WORK TO DO
From the records below, pick out every line that contains the word "each" and copy those lines in full.

PROVIDED MATERIAL

/---

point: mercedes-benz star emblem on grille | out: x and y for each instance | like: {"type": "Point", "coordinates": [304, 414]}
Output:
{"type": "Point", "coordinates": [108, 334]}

\---
/---

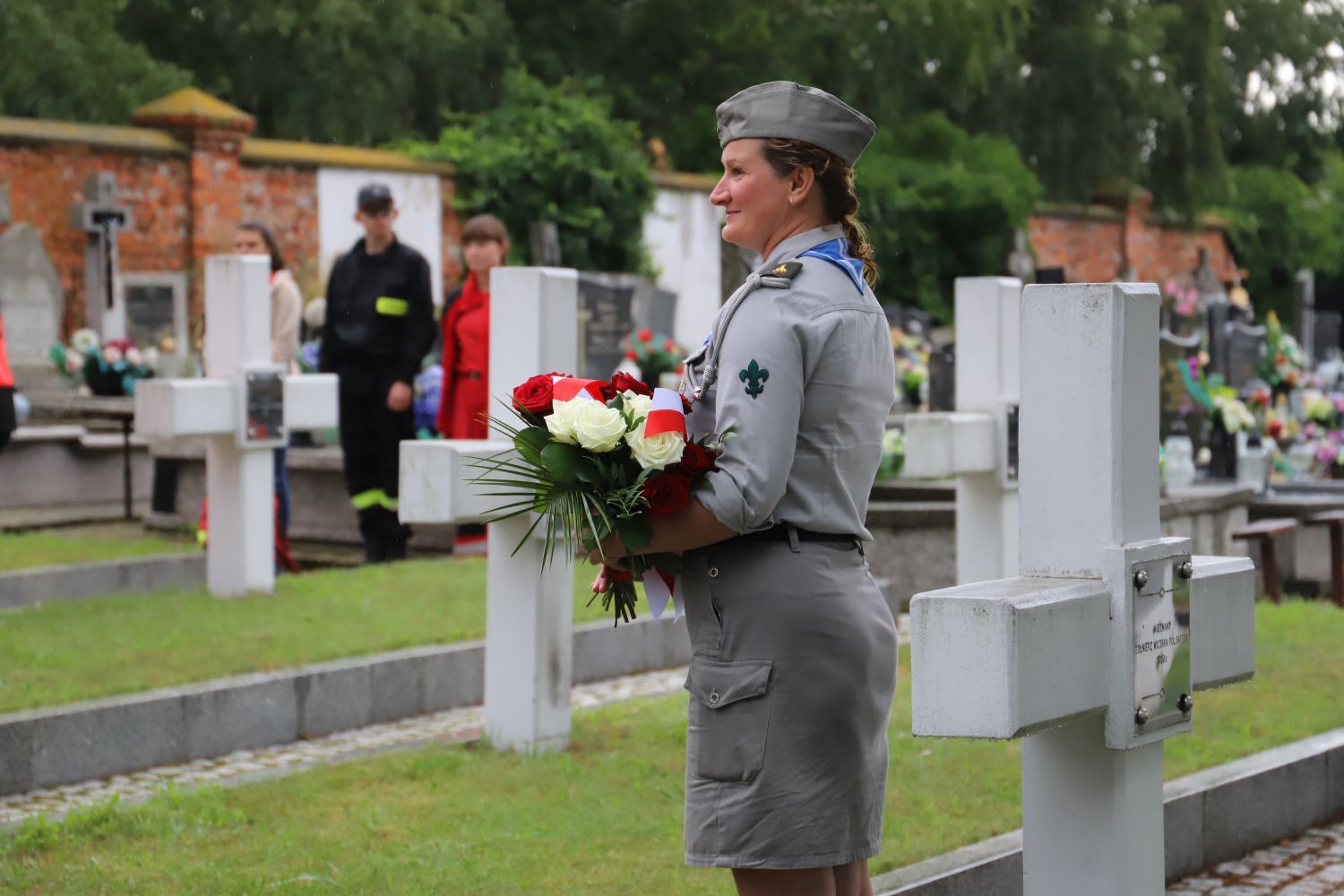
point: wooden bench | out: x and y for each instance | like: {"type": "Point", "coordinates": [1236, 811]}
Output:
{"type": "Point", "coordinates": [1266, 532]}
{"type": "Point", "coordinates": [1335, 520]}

\---

EXERCISE OUTPUT
point: mercedes-benz star emblem on grille | out: x and y for each instance | like: {"type": "Point", "coordinates": [304, 414]}
point: wooden bench | out: x and y for each instance | like: {"type": "Point", "coordinates": [1236, 811]}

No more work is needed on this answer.